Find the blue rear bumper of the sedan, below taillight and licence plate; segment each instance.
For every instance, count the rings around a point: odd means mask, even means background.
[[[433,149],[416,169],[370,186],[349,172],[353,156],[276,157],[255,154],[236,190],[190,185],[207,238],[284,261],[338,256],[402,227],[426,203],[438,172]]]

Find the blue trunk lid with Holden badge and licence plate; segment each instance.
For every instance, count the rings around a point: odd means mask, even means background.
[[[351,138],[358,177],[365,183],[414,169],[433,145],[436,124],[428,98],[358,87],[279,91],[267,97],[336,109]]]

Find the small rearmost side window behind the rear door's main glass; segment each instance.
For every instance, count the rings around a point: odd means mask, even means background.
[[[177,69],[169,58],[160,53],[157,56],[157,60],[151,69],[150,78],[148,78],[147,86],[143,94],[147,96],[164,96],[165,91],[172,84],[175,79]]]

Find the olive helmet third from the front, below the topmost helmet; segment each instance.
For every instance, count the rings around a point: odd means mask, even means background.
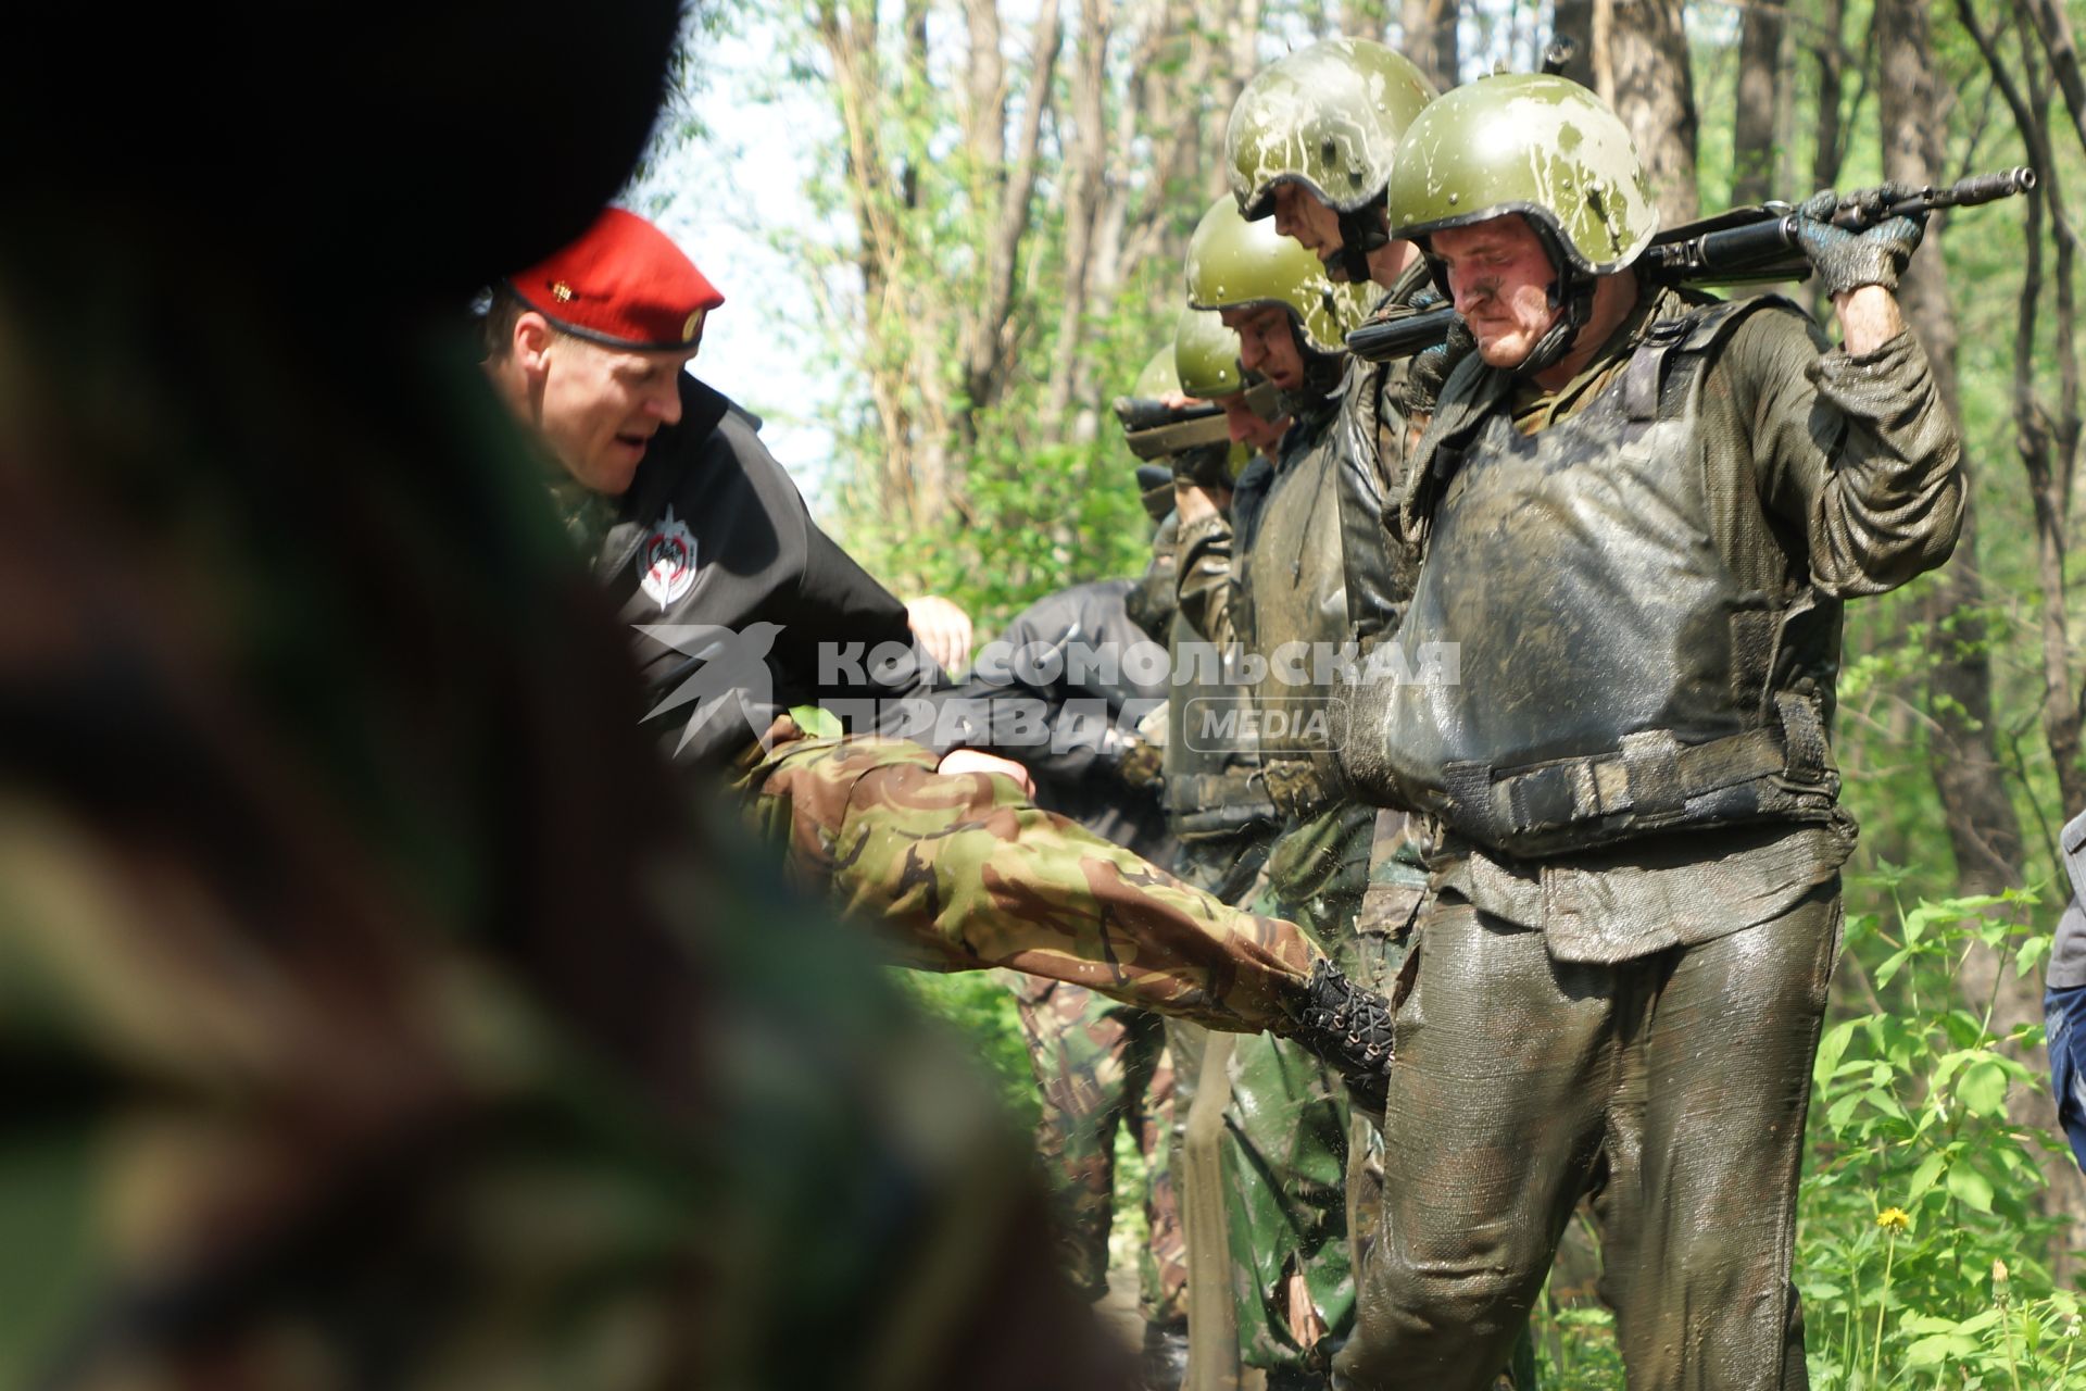
[[[1348,350],[1348,332],[1368,317],[1373,290],[1335,286],[1318,257],[1275,229],[1250,223],[1231,198],[1218,198],[1187,244],[1187,302],[1195,309],[1285,304],[1304,348]]]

------------------------------------------------

**Aim of the task**
Verbatim copy with pictures excluded: write out the records above in full.

**Output for this exercise**
Find the blue rear bumper of the sedan, below taillight and licence plate; segment each instance.
For every instance, count the rings around a point: odd means mask, even means background.
[[[433,149],[416,169],[370,186],[349,172],[353,156],[276,157],[255,154],[236,190],[190,185],[207,238],[284,261],[338,256],[402,227],[426,203],[438,172]]]

Find the blue trunk lid with Holden badge and licence plate; segment each instance.
For every instance, count the rings around a point: odd means mask, even means background.
[[[351,138],[358,177],[365,183],[414,169],[433,145],[436,124],[428,98],[358,87],[279,91],[267,97],[336,109]]]

Find the small rearmost side window behind the rear door's main glass; segment each instance.
For every instance, count the rings around a point: odd means mask, even means background.
[[[177,69],[169,58],[160,53],[157,56],[157,60],[151,69],[150,78],[148,78],[147,86],[143,94],[147,96],[164,96],[165,91],[172,84],[175,79]]]

Find the olive helmet third from the front, below the topmost helmet; segment each instance.
For every instance, count the rings around a point: odd means mask, even means background.
[[[1348,350],[1348,332],[1368,317],[1373,290],[1335,286],[1318,257],[1275,229],[1250,223],[1231,198],[1218,198],[1187,244],[1187,302],[1195,309],[1285,304],[1304,348]]]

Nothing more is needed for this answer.